=== LISTED ENTRIES ===

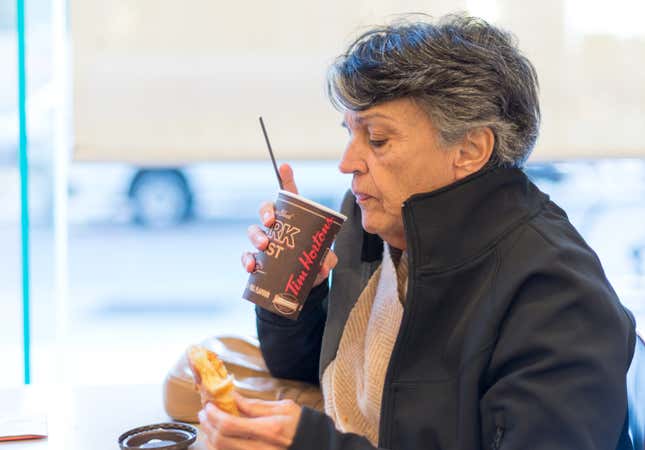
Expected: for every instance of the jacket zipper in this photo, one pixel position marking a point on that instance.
(497, 441)
(386, 401)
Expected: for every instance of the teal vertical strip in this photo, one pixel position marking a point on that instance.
(24, 187)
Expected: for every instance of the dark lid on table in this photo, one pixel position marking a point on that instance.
(167, 436)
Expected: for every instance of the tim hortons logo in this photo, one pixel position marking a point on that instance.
(307, 259)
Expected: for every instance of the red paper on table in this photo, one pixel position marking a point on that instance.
(23, 428)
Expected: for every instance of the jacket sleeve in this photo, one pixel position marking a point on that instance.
(291, 348)
(556, 378)
(316, 431)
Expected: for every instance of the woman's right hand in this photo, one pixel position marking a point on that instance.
(260, 240)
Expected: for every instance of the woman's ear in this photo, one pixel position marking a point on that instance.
(475, 151)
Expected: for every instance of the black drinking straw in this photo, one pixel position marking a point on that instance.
(275, 166)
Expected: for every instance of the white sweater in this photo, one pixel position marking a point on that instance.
(352, 383)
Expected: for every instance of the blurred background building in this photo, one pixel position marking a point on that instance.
(147, 163)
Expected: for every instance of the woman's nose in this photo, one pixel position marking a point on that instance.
(351, 161)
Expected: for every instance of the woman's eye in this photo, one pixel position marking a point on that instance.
(378, 142)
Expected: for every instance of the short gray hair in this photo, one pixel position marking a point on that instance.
(464, 72)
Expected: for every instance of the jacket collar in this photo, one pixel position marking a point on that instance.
(452, 225)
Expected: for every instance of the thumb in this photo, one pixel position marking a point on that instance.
(256, 408)
(288, 181)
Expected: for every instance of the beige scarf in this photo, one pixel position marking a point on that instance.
(352, 383)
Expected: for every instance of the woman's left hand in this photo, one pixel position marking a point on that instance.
(267, 425)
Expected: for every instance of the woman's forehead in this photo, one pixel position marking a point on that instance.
(394, 113)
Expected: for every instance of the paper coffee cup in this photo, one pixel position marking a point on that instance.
(298, 243)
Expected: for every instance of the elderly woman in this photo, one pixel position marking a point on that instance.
(464, 310)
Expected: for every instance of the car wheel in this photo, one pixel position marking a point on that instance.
(161, 197)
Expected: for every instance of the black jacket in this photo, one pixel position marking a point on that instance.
(511, 338)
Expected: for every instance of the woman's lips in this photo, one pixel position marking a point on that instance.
(361, 197)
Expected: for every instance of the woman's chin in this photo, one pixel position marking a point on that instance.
(369, 224)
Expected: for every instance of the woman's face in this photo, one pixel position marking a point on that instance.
(393, 153)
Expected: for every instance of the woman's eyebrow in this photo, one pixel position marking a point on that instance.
(361, 119)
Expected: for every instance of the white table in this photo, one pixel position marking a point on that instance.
(85, 417)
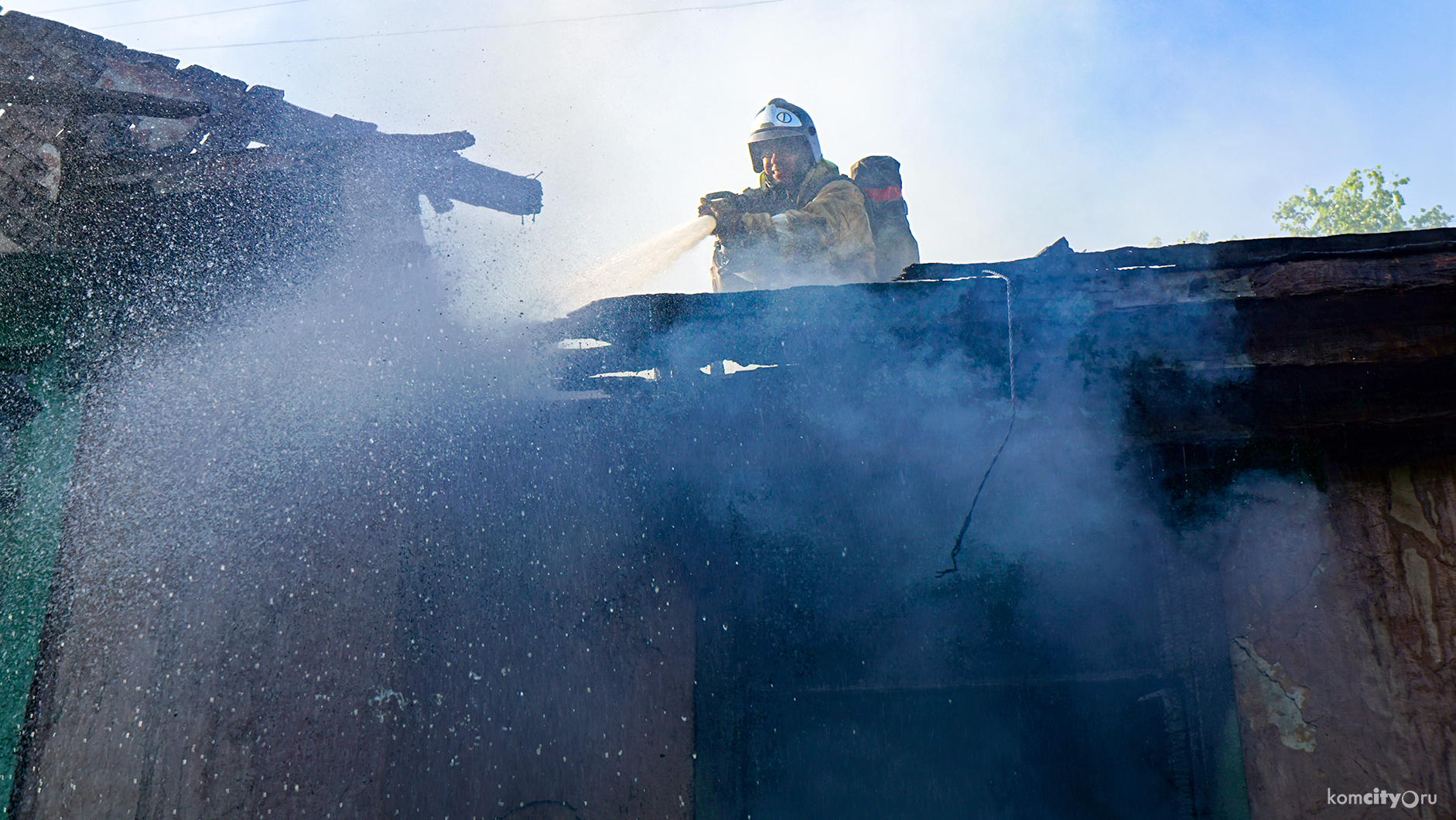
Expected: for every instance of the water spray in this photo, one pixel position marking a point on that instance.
(1011, 379)
(634, 267)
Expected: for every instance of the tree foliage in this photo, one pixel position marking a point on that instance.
(1350, 209)
(1195, 237)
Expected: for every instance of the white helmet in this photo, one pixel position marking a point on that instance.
(777, 121)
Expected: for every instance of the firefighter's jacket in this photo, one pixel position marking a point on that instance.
(814, 235)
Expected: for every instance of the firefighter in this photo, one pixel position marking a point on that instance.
(804, 224)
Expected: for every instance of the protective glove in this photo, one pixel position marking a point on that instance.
(727, 211)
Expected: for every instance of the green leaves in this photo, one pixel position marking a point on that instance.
(1350, 209)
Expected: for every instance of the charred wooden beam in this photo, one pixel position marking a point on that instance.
(84, 101)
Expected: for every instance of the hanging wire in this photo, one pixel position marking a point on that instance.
(1011, 379)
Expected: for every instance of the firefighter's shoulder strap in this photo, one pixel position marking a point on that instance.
(878, 176)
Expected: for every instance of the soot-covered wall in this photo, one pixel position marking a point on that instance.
(347, 559)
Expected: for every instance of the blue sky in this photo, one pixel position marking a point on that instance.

===

▶ GOAL OF THE EXERCISE: Transcribe the full listing above exactly as it stands, minus the pictures.

▶ RESULT BELOW:
Expected: for every instance of the jacket zipper in this photo, one pixel position marking a point on that instance.
(497, 441)
(386, 401)
Expected: for every instance of the teal vertical strip in this photo, one pixel position marking a point on that instance.
(24, 187)
Expected: for every instance of the dark lid on table in this photo, one pixel position marking a point on that instance.
(167, 436)
Expected: for every instance of the tim hortons logo in this photo, one pixel position marking a point on that instance.
(307, 259)
Expected: for every instance of the red paper on table in this photo, one pixel position marking a point on that instance.
(23, 428)
Expected: for every instance of the jacket sleeve in this photo, one pixel position marking a point on that instance.
(291, 348)
(556, 378)
(316, 431)
Expected: for every instance of the woman's right hand in this photo, one pixel position marking a point on that instance.
(260, 240)
Expected: for every instance of the woman's ear in this photo, one pixel position marking a point on that instance.
(475, 151)
Expected: for every instance of the black drinking straw in this photo, one pixel position marking a point on that instance.
(275, 166)
Expected: for every instance of the white sweater in this photo, one pixel position marking a point on that instance.
(352, 383)
Expected: for every instance of the blurred background building in this photo, one pixel position marking a point on that instance.
(147, 163)
Expected: for every instance of the woman's nose in this photo, one pixel position marking a point on that instance.
(351, 161)
Expected: for every instance of the woman's eye in this photo, one pixel position marking a point on that instance.
(378, 142)
Expected: for every instance of the short gray hair in this photo, one pixel position marking a point on that instance.
(464, 72)
Expected: for every instance of the jacket collar in this photo, one pixel position marking a point on that instance.
(452, 225)
Expected: for every instance of the thumb in this photo, one pixel position marking a point on that instance.
(256, 408)
(288, 181)
Expected: for every instance of the beige scarf in this photo, one pixel position marking a point on that instance.
(352, 383)
Expected: for every instance of the woman's left hand in this photo, one pixel position marking a point on that instance.
(267, 425)
Expected: for every instance of the woman's forehead in this photo, one pixel position marking a point on that instance.
(394, 113)
Expected: for every instance of the paper coffee cup in this photo, one pixel position marking a point on that instance.
(298, 243)
Expected: for every instance of the elderly woman in this photo, one pixel position marking a point on that instance.
(464, 310)
Expected: for every instance of the car wheel in this photo, one pixel position marking a point on that instance.
(161, 197)
Expected: for every instance of the black jacket in this photo, one pixel position marking a point on that instance.
(511, 338)
Expected: for every instance of the woman's lips in this photo, one pixel position marking a point on that instance.
(361, 197)
Expected: for every instance of the woman's chin in this photo, one pixel position marking a point on that instance.
(369, 224)
Expected: for every instance of the woman's face in this photo, one pixel position marking a point on that instance.
(393, 153)
Expected: for every instance of the woman's eyebrow in this photo, one pixel position marking a point on that instance.
(361, 119)
Expected: for every instance of the white table in this photo, one pixel position marking a point on that instance.
(85, 417)
Expected: for every instance of the water spray in this photo, one pixel position marking a point on that instance.
(1011, 379)
(634, 267)
Expected: for every instance of the tree foliage in this photo, one pixel position marking a point on that instance.
(1350, 209)
(1195, 237)
Expected: for every instance of the white helmet in this photo, one pixel position marking a point on that instance.
(777, 121)
Expected: for every instance of the firefighter's jacket in this photo, one pixel position marking a point on that instance.
(814, 235)
Expected: for every instance of the firefighter in this photo, one pixel position marking a point on that instance.
(804, 224)
Expected: for every instance of the protective glove in this photo, one pixel position marking a point on that instance.
(727, 211)
Expected: for every instance of the green leaves in this photo, one pixel position marking a point on that instance.
(1350, 209)
Expected: for every instance of the charred wooden beam in this photo, one pixel position marking a point on that instance.
(84, 101)
Expected: for every instance of the hanging wire in this photo, one pixel position marking a point on that instance.
(1011, 379)
Expected: for every instance of the firefighter's shoulder strap in this photo, one pixel position marking a point on that instance.
(878, 176)
Expected: for every instance of the soot-covered wall in this photo, one pixel position marking a point on that instance.
(347, 559)
Expected: for every instance of the blue sky in this photo, one pixel position marking a point on that instance.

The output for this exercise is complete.